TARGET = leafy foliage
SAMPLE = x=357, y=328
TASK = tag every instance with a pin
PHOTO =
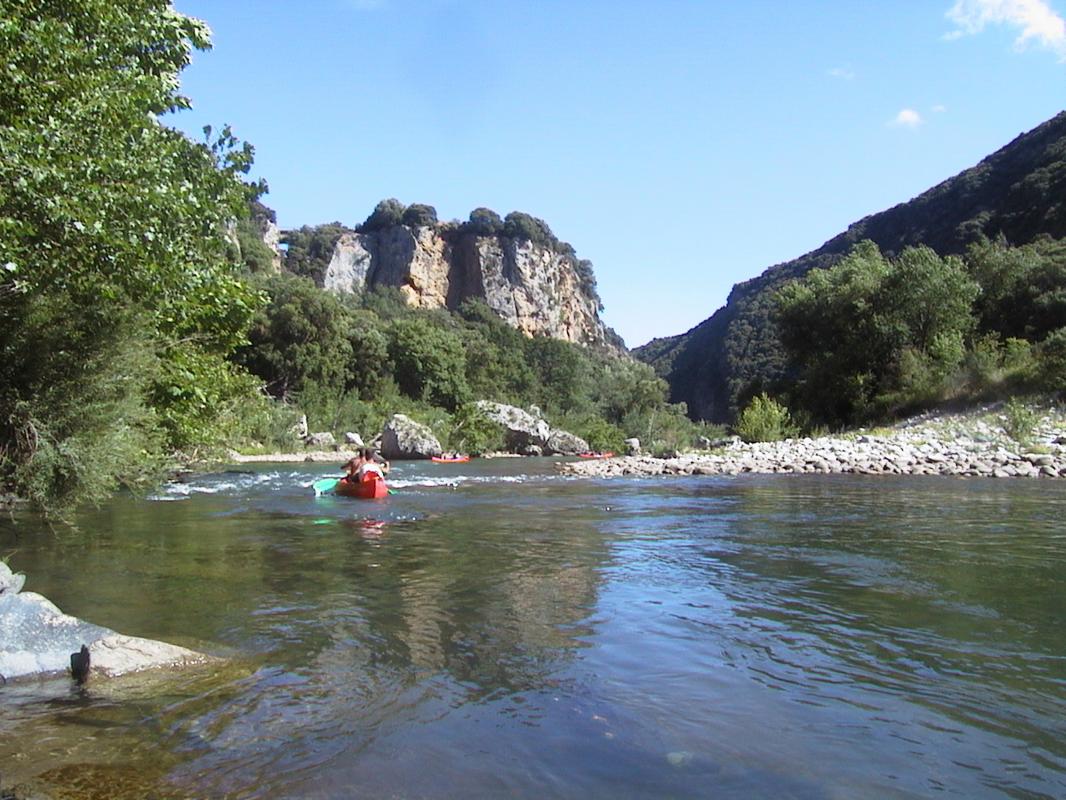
x=483, y=222
x=419, y=214
x=308, y=250
x=764, y=419
x=871, y=332
x=386, y=213
x=112, y=246
x=1014, y=194
x=300, y=338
◆ ◆ ◆ ◆
WHAT YOU NEED TO DO. Take every line of the material and copy it exactly, leaving out the pictures.

ANSWER SECTION.
TARGET = leafy foliage
SAMPLE = x=357, y=328
TASK = tag every instance with a pin
PHOTO =
x=483, y=222
x=419, y=214
x=308, y=250
x=764, y=419
x=871, y=332
x=386, y=213
x=112, y=246
x=1014, y=194
x=300, y=338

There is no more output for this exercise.